— DATASET CONTENT —
*** Begin section ***

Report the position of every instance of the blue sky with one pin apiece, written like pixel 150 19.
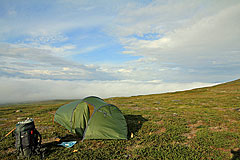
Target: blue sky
pixel 133 47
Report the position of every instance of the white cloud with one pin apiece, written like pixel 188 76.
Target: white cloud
pixel 19 90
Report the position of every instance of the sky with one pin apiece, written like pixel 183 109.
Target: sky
pixel 63 49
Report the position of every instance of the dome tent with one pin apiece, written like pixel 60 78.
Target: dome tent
pixel 92 118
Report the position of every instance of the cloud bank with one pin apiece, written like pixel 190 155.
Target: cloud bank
pixel 23 90
pixel 71 49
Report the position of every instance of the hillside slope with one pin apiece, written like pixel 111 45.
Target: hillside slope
pixel 202 123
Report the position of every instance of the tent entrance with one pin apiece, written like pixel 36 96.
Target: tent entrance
pixel 91 110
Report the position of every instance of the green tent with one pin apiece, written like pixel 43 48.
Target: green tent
pixel 92 118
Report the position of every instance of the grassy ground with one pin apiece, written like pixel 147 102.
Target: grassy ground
pixel 197 124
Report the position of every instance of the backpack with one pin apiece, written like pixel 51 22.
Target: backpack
pixel 28 139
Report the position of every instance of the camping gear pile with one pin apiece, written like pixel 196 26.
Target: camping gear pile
pixel 92 118
pixel 28 139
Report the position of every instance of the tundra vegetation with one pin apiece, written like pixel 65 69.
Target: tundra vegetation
pixel 201 123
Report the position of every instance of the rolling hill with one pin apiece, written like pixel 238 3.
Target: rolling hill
pixel 201 123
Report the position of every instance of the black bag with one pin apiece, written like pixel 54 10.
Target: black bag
pixel 28 139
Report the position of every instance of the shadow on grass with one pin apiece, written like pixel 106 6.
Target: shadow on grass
pixel 236 155
pixel 134 123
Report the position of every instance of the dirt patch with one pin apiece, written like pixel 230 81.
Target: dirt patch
pixel 194 129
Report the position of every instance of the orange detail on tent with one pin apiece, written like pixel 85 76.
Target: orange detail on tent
pixel 91 109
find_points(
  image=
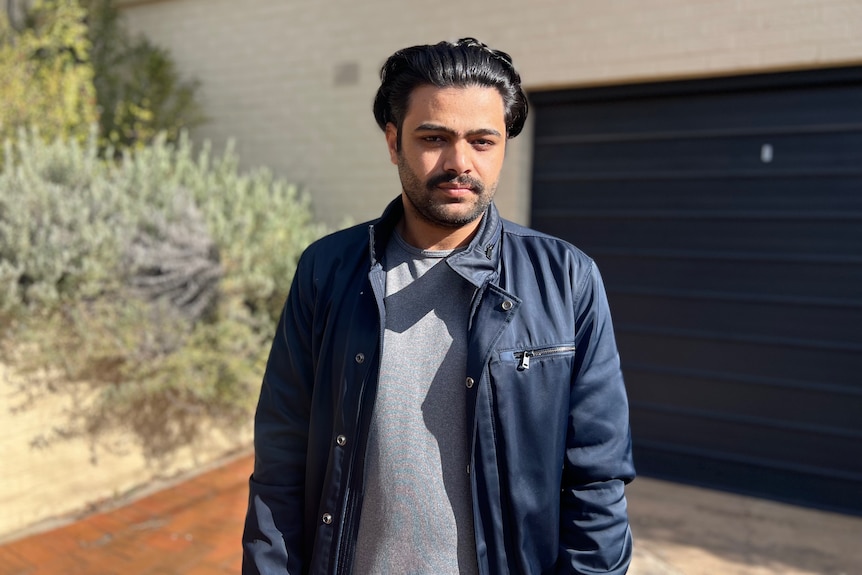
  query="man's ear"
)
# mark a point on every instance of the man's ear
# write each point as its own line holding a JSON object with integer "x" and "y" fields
{"x": 392, "y": 142}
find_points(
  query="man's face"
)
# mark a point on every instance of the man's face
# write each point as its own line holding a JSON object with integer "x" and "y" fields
{"x": 453, "y": 141}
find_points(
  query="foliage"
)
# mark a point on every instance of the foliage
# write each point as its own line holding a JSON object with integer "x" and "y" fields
{"x": 83, "y": 242}
{"x": 139, "y": 89}
{"x": 47, "y": 76}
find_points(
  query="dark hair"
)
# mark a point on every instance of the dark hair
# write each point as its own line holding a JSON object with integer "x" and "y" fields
{"x": 467, "y": 62}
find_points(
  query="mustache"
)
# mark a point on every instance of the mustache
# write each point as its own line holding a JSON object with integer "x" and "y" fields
{"x": 463, "y": 180}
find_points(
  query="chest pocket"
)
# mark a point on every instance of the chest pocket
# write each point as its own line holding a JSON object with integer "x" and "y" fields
{"x": 523, "y": 358}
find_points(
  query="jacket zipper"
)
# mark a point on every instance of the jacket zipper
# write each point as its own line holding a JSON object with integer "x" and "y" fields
{"x": 523, "y": 357}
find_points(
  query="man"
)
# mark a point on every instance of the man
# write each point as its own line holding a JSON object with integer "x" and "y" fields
{"x": 443, "y": 393}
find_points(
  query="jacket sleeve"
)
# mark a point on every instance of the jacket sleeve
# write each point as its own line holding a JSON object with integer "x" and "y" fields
{"x": 594, "y": 528}
{"x": 272, "y": 540}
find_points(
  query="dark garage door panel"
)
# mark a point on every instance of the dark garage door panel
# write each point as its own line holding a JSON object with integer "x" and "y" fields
{"x": 726, "y": 217}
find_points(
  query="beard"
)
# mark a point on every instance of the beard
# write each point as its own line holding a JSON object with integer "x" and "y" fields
{"x": 445, "y": 212}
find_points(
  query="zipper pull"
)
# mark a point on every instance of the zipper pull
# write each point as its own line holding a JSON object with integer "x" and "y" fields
{"x": 525, "y": 360}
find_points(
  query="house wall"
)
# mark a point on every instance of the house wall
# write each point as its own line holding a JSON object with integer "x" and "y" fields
{"x": 292, "y": 82}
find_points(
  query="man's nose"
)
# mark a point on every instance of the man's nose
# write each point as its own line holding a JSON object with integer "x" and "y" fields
{"x": 458, "y": 159}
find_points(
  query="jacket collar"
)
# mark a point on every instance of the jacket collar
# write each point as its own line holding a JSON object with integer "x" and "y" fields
{"x": 475, "y": 264}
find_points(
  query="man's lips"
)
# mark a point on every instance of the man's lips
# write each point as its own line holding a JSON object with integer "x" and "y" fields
{"x": 456, "y": 188}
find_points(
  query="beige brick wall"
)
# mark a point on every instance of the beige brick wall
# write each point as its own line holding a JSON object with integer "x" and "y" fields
{"x": 268, "y": 67}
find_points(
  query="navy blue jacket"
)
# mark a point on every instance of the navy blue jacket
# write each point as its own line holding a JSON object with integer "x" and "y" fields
{"x": 551, "y": 449}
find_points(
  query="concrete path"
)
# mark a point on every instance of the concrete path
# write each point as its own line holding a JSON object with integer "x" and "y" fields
{"x": 193, "y": 528}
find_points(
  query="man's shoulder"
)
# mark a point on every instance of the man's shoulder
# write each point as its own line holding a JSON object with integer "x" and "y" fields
{"x": 518, "y": 234}
{"x": 334, "y": 242}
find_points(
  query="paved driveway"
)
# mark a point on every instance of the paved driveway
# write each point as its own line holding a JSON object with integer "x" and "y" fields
{"x": 193, "y": 528}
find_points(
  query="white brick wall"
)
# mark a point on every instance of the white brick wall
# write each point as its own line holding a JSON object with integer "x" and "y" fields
{"x": 268, "y": 67}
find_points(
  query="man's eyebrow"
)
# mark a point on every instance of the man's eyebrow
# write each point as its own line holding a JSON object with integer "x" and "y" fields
{"x": 428, "y": 127}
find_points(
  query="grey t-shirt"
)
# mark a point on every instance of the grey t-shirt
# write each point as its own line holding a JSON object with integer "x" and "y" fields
{"x": 416, "y": 516}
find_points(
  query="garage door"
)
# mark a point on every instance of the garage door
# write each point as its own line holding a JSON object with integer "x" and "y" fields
{"x": 726, "y": 217}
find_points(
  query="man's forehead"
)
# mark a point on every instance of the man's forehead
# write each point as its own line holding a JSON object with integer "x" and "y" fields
{"x": 432, "y": 105}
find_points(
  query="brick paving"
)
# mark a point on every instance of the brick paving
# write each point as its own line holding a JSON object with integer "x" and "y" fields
{"x": 192, "y": 528}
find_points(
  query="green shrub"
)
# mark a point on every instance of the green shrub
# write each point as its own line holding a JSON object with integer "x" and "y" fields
{"x": 47, "y": 77}
{"x": 158, "y": 278}
{"x": 139, "y": 90}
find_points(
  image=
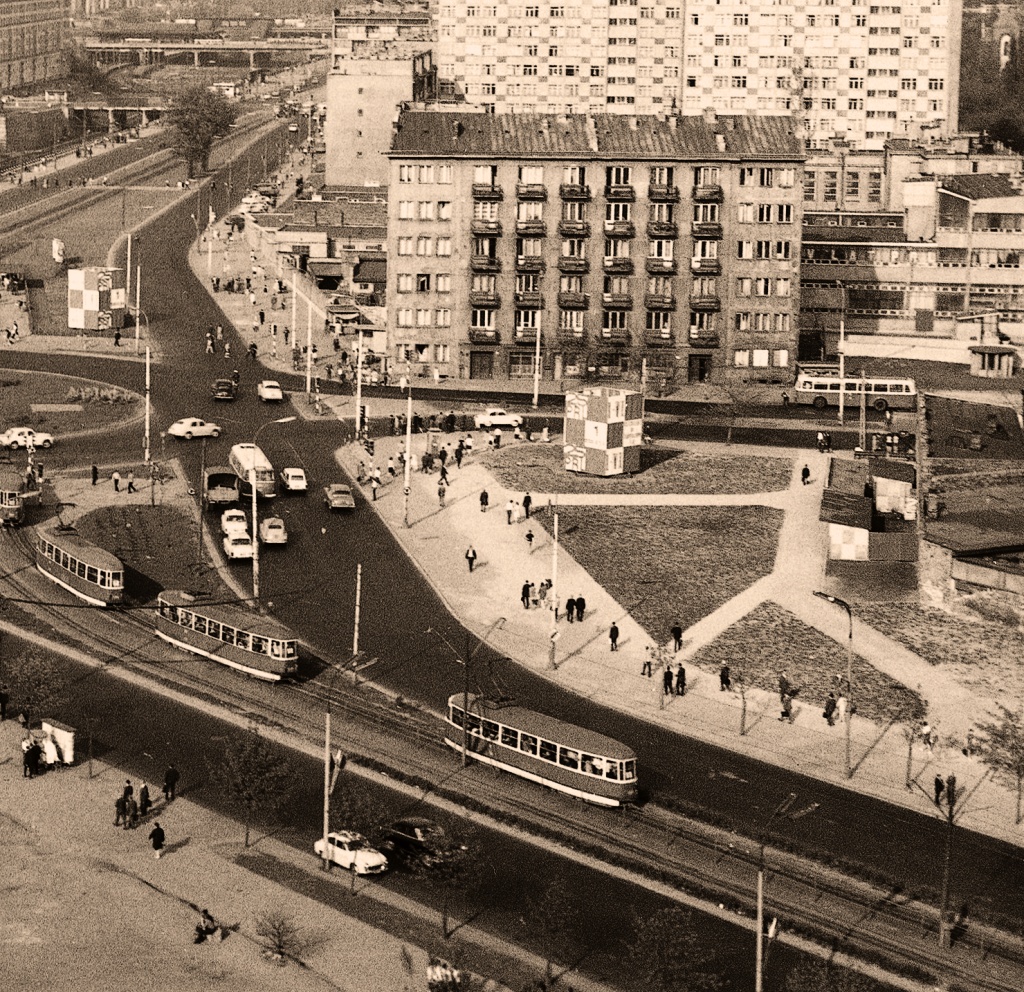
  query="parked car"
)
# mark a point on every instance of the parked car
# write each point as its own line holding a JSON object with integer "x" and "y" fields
{"x": 189, "y": 427}
{"x": 24, "y": 436}
{"x": 338, "y": 497}
{"x": 352, "y": 851}
{"x": 496, "y": 417}
{"x": 294, "y": 480}
{"x": 271, "y": 531}
{"x": 269, "y": 391}
{"x": 233, "y": 521}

*** End section ***

— ASSIGNMENT —
Retype each line above exactly and leave out any picture.

— WORKED SOLUTION —
Report the position of every instance of the blue sky with one pin apiece, written like pixel 150 19.
Target: blue sky
pixel 133 47
Report the position of every instance of the white cloud with one pin apiece, written like pixel 188 76.
Target: white cloud
pixel 19 90
Report the position of every instance of the sky with one pin apiece, written like pixel 183 109.
Target: sky
pixel 63 49
Report the position of every instance of the dome tent with one pin apiece, written like pixel 60 78.
Target: dome tent
pixel 92 118
Report the position of every instance of the cloud bank with one pin apiece, written like pixel 190 155.
Target: cloud bank
pixel 23 90
pixel 71 49
Report the position of every instance of the hillside slope with one pin apiece, written like pixel 111 45.
Target: hillside slope
pixel 202 123
Report the position of every instance of the tent entrance with one pin apiece, written like pixel 36 96.
Target: tent entrance
pixel 91 110
Report the position of every instance of the green tent with one pin apiece, written like pixel 43 48.
Target: green tent
pixel 92 118
Report the position of every instance of the grassy ground with one pin apiece, written like pixel 147 102.
Target: grassy ground
pixel 197 124
Report the position of every instance of the backpack with one pin apiece, written like pixel 51 22.
Target: backpack
pixel 28 139
Report the position of every instance of the camping gear pile with one pin apiece, written like pixel 196 26.
Target: camping gear pile
pixel 92 118
pixel 28 139
Report the position of every instance of the tundra vegetation with one pin apiece, written like pixel 65 69.
Target: tundra vegetation
pixel 201 123
Report the position of every instance of the rolling hill with one pin apiece, written like pixel 238 3.
Target: rolling hill
pixel 201 123
Report the position of every instance of the black bag with one pin apiece, written like pixel 54 10.
Target: black bag
pixel 28 139
Report the position of every instance of the shadow on grass with one pin apiece, written like pixel 106 6.
Target: shadow on grass
pixel 236 155
pixel 134 123
Report the position of every instance of the dirt patch with one pin apiece, written like pixel 230 81.
Target: dirt patch
pixel 194 129
Report the position of every instance of the orange detail on tent with one pin apiece, written like pixel 85 76.
Target: orange detail on tent
pixel 91 109
find_points(
  image=
  query="man's ear"
)
# mark a point on every instance of the man's ear
# write each point as its own line holding a JSON object with integer "x" and "y" fields
{"x": 392, "y": 142}
find_points(
  query="man's face"
)
# mark a point on every instance of the man's face
# write each point as its own line holding a JSON object with integer "x" and "y" fields
{"x": 453, "y": 141}
find_points(
  query="foliage"
)
# mark a point on every instance of the foliage
# write each point as its own line holding a JSON object with integer "x" and "y" fields
{"x": 83, "y": 242}
{"x": 139, "y": 89}
{"x": 47, "y": 76}
find_points(
  query="dark hair"
)
# mark a point on every instance of the dark hair
# write each point as its own line holding a JSON object with integer "x" and "y" fields
{"x": 467, "y": 62}
find_points(
  query="mustache"
)
# mark a point on every instance of the mustache
# write each point as its own line holding a JSON object with integer "x" and "y" fields
{"x": 463, "y": 180}
find_points(
  query="chest pocket"
)
# mark a point on every instance of the chest pocket
# write each point as its own line holding a JSON object with integer "x" and "y" fields
{"x": 523, "y": 358}
find_points(
  query="jacket zipper"
)
# mark a point on every instance of the jacket zipper
# write each point as its own line holding a JSON object with integer "x" and "y" fields
{"x": 523, "y": 357}
find_points(
  query="man"
)
# mark a point on every instance of the man
# write each point as its own line holding a JSON object with integer "x" and "y" fields
{"x": 443, "y": 393}
find_points(
  query="jacket sleeve"
)
# mark a point on every instance of the jacket sleeve
# write each point as its own line holding a JSON object with integer "x" and "y" fields
{"x": 594, "y": 528}
{"x": 272, "y": 540}
find_points(
  query="dark garage door panel"
)
# mark a point on every instance of the dark garage door panel
# write each point as its own line holding a JSON object with integer "x" and "y" fields
{"x": 726, "y": 217}
find_points(
  query="beard"
)
# mark a point on every instance of the beard
# write each point as its own line holding a JSON object with integer "x" and "y" fields
{"x": 445, "y": 212}
find_points(
  query="zipper pull"
)
# mark a point on every instance of the zipper pull
# write each point as its own line holding a JSON object with integer "x" and "y" fields
{"x": 525, "y": 360}
find_points(
  query="house wall"
)
# mark a point on every instance of the house wall
# write each point as its own line holding a JSON object with integer "x" and "y" fields
{"x": 292, "y": 82}
find_points(
  query="man's nose"
)
# mark a point on every instance of the man's nose
# write each point as its own line holding a JSON object with integer "x" and "y" fields
{"x": 458, "y": 159}
find_points(
  query="jacket collar"
)
# mark a point on every instance of the jacket collar
# write each point as its own line holding a JSON object with integer "x" and "y" fields
{"x": 475, "y": 264}
find_points(
  query="man's lips"
)
# mark a point on every instance of the man's lips
# write each point as its own line holding a JSON object with integer "x" and "y" fields
{"x": 456, "y": 188}
find_points(
  query="beige brick wall"
)
# mark a point on every instance of the beige brick wall
# write each point as its own line holding a JSON object with integer "x" and "y" fields
{"x": 268, "y": 67}
find_points(
  query="navy blue jacket"
)
# mark a point on every instance of the navy blue jacket
# write each point as its own line holding a JSON object with integer "x" and "y" fields
{"x": 551, "y": 449}
find_points(
  query="concrete path"
)
# mark a point on every instance of the concrete path
# write each point as its own line holding a JSON object with integer "x" and "y" fields
{"x": 193, "y": 528}
find_points(
  query="man's shoulder"
)
# mark a point on every instance of the man's shoulder
# write each point as its own line holding a JSON object with integer "x" and "y" fields
{"x": 518, "y": 234}
{"x": 334, "y": 242}
find_points(
  query="paved driveway"
)
# mark a point on every instance of the paved driveway
# write each point as its own line holding a JSON object with integer "x" and "y" fields
{"x": 193, "y": 528}
find_points(
  query="white brick wall"
)
# mark a point on every instance of the white brick wall
# write each point as its own line holding a JSON object with integer "x" and "y" fields
{"x": 268, "y": 67}
find_points(
  query="man's eyebrow"
)
# mark a point on every instance of the man's eyebrow
# write each point as its own line holding a JSON object with integer "x" and "y" fields
{"x": 428, "y": 127}
find_points(
  query="grey t-shirt"
)
# mark a point on every instance of the grey t-shirt
# write each point as its own line holding a JSON object with integer "x" and "y" fields
{"x": 416, "y": 516}
find_points(
  query="garage door"
)
# mark a point on every instance of the garage door
# write each point as its own line holding a JSON object with integer "x" and "y" fields
{"x": 726, "y": 217}
find_points(
  query="man's forehead"
)
# mark a point on every instance of the man's forehead
# write each point as its own line holding a JSON object with integer "x" and "y" fields
{"x": 432, "y": 105}
find_points(
  query="brick paving"
)
# mark a point on every instance of the brick paving
# write each point as its own line holding a JSON object with integer "x" and "y" fields
{"x": 192, "y": 528}
find_points(
  query="green shrub"
)
# mark a point on every instance of the green shrub
# write each point as its own line holding a JSON object with integer "x" and "y" fields
{"x": 47, "y": 77}
{"x": 158, "y": 278}
{"x": 139, "y": 90}
find_points(
  image=
  query="parked car"
)
# mark a point on every instance of the parked car
# write each point as its own line holding a JSON object with integer "x" and "y" fields
{"x": 189, "y": 427}
{"x": 24, "y": 436}
{"x": 338, "y": 497}
{"x": 352, "y": 851}
{"x": 496, "y": 417}
{"x": 294, "y": 480}
{"x": 271, "y": 531}
{"x": 269, "y": 391}
{"x": 233, "y": 521}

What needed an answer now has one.